*AIM*
Please put every line of the items below into a JSON list of strings, with one string per line and blank lines left out.

*DATA SECTION*
>> BEGIN
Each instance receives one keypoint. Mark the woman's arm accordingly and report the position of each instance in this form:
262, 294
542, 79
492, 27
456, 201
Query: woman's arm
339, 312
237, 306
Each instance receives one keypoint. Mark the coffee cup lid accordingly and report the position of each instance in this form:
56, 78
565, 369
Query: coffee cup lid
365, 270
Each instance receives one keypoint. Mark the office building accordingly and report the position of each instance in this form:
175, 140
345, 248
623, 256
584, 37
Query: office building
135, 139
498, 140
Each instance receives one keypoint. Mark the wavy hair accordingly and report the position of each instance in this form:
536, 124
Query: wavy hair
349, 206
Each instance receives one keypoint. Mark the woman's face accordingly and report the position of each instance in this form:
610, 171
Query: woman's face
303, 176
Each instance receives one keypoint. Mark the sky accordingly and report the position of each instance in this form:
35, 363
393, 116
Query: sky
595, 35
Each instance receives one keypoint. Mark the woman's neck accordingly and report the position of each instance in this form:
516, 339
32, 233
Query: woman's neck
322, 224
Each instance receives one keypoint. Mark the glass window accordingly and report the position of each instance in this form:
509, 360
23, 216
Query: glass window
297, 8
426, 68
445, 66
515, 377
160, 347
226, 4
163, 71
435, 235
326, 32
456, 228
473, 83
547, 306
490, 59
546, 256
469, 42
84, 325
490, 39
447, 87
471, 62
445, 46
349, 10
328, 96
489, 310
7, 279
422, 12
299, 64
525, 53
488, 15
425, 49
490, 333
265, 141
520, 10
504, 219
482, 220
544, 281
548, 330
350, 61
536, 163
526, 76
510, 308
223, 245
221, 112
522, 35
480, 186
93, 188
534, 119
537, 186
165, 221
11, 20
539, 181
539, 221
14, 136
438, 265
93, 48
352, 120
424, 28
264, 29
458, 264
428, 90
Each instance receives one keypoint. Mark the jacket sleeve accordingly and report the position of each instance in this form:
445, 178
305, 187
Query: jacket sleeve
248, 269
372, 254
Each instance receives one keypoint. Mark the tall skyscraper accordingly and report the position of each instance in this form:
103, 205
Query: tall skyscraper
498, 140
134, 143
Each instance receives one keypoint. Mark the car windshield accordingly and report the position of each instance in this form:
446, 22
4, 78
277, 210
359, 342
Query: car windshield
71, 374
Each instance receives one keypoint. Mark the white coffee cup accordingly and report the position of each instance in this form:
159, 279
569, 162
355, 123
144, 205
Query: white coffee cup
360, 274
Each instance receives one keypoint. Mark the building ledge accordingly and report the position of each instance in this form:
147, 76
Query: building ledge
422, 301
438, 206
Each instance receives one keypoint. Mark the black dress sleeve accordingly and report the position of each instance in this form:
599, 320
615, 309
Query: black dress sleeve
>> END
*EXERCISE ANSWER*
[
  "Each instance receives one keypoint. Mark the woman's arm accordingly and report the position of each instance in this form:",
  "262, 294",
  "542, 79",
  "492, 27",
  "456, 201",
  "Query: woman's arm",
  "339, 312",
  "237, 306",
  "Each instance receives one keypoint. Mark the coffee cup lid accordingly and report the position of each instance in this form:",
  "56, 78",
  "565, 369",
  "Query: coffee cup lid",
  "365, 270",
  "Each instance receives one keypoint. Mark the office building accordingly and report the position of each instance in this form:",
  "175, 140",
  "345, 248",
  "623, 256",
  "584, 37",
  "Query: office building",
  "135, 139",
  "498, 140",
  "Each instance receives one keypoint. Mark the wavy hair accordingly and report the position of each instance in this form:",
  "536, 124",
  "Query: wavy hair",
  "349, 206",
  "Each instance receives one keypoint. Mark the woman's face accordingly and report the position of each instance in this form:",
  "610, 171",
  "Query: woman's face",
  "303, 176",
  "Each instance receives one keypoint. Mark the sky accordingly and report the position of each instance in this form:",
  "35, 363",
  "393, 116",
  "Query: sky",
  "595, 35",
  "Each instance receives one keypoint. Mark the woman's neck accordingly and report the position of each instance in this form:",
  "516, 339",
  "32, 233",
  "Query: woman's neck",
  "322, 224",
  "Each instance receives one keypoint. Mark the glass window accordingly and report the position of each instance in this form:",
  "509, 360",
  "23, 216",
  "Query: glass window",
  "297, 8",
  "426, 68",
  "445, 66",
  "515, 377",
  "160, 347",
  "226, 4",
  "163, 71",
  "435, 235",
  "326, 32",
  "456, 228",
  "473, 83",
  "547, 306",
  "490, 59",
  "546, 256",
  "469, 42",
  "84, 325",
  "490, 39",
  "447, 87",
  "471, 62",
  "445, 46",
  "349, 10",
  "328, 96",
  "489, 310",
  "7, 279",
  "422, 12",
  "299, 64",
  "525, 53",
  "488, 15",
  "425, 49",
  "490, 333",
  "265, 141",
  "520, 10",
  "504, 219",
  "482, 220",
  "544, 281",
  "548, 330",
  "350, 61",
  "536, 163",
  "526, 76",
  "510, 308",
  "223, 245",
  "221, 112",
  "522, 35",
  "480, 186",
  "93, 188",
  "534, 119",
  "537, 186",
  "165, 221",
  "11, 20",
  "539, 181",
  "539, 221",
  "14, 136",
  "438, 265",
  "93, 48",
  "352, 120",
  "424, 28",
  "264, 29",
  "458, 264",
  "428, 90",
  "Each instance receives one keypoint. Mark the jacket sleeve accordingly and report the position of each instance in this form:",
  "445, 178",
  "305, 187",
  "Query: jacket sleeve",
  "248, 269",
  "372, 254",
  "Each instance receives one keypoint. Mark the tall skyscraper accordingly and report the position of each instance in this form:",
  "103, 205",
  "Query: tall skyscraper",
  "498, 140",
  "134, 143",
  "Each instance receives one keypoint. Mark the car windshield accordingly and report the position of each instance in this form:",
  "446, 22",
  "4, 78",
  "277, 210",
  "359, 342",
  "Query: car windshield",
  "71, 374",
  "Each instance receives one keypoint. Mark the white coffee cup accordingly and report the position of each instance in this form:",
  "159, 279",
  "569, 162",
  "355, 123",
  "144, 205",
  "Query: white coffee cup",
  "360, 274",
  "Each instance receives one keypoint. Mark the building ledge accordingly and report the position of each instance in this form:",
  "147, 76",
  "Query: building ledge",
  "422, 301",
  "438, 206",
  "Each instance receives one keypoint. Mark the black dress sleeve accordingly and report the position of each instance in this form:",
  "599, 320",
  "615, 309",
  "Query: black dress sleeve"
]